Recorded data:
----

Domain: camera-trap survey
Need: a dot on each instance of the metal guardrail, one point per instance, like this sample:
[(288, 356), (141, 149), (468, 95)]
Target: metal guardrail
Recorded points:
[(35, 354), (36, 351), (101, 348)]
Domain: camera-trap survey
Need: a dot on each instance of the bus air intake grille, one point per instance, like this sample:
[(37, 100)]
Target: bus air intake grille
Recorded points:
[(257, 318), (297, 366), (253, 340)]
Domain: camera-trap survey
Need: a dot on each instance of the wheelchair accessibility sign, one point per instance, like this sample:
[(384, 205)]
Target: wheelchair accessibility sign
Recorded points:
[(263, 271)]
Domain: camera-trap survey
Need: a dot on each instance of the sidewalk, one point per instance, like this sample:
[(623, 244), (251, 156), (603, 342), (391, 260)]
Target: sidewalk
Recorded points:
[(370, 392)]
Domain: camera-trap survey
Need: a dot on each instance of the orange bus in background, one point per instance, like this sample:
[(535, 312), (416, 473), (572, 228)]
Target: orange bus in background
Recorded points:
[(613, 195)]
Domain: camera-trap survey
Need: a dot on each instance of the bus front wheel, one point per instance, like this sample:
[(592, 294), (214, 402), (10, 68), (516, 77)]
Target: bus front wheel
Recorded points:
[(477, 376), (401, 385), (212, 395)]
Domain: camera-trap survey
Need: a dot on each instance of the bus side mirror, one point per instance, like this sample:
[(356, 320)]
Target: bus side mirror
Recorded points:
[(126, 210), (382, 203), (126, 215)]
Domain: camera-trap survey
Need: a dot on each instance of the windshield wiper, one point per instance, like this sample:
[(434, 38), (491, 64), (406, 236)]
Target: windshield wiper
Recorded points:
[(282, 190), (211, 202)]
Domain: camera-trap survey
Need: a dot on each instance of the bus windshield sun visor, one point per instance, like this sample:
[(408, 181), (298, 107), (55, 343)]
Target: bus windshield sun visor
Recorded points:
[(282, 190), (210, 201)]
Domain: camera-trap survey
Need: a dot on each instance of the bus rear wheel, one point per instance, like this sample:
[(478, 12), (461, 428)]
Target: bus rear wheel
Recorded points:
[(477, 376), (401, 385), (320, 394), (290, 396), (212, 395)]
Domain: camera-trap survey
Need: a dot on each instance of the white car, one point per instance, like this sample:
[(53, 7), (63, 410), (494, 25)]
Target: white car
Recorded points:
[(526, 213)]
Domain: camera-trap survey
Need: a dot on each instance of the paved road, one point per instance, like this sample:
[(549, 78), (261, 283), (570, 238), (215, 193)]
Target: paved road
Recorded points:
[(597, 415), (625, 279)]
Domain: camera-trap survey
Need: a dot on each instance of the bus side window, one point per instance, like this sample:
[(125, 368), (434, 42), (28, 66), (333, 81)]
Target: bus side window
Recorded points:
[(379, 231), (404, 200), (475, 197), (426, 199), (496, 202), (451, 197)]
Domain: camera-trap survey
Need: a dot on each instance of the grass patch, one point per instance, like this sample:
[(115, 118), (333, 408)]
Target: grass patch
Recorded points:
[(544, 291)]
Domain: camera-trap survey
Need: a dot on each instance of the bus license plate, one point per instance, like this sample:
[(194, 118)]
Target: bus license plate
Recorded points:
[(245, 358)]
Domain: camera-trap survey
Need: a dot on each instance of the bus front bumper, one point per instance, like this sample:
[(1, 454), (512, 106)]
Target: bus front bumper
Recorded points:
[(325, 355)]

----

▸ Work instruction:
Using the entries, count the lines that hold the string "patch"; nothing but the number is needed.

▸ Response:
2